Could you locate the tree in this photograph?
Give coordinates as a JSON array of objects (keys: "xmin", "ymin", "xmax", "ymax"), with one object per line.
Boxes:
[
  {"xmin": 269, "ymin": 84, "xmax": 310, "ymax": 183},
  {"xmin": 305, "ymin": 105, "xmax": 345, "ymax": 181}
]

● **WORK TO BE COMPLETED**:
Could you retype the listing above line for line, changing nothing?

● **RESULT**:
Could you locate the tree in this photograph?
Give coordinates as a JSON array of objects (keys: "xmin", "ymin", "xmax", "ymax"), with one object per line.
Boxes:
[
  {"xmin": 269, "ymin": 84, "xmax": 310, "ymax": 183},
  {"xmin": 305, "ymin": 105, "xmax": 345, "ymax": 181}
]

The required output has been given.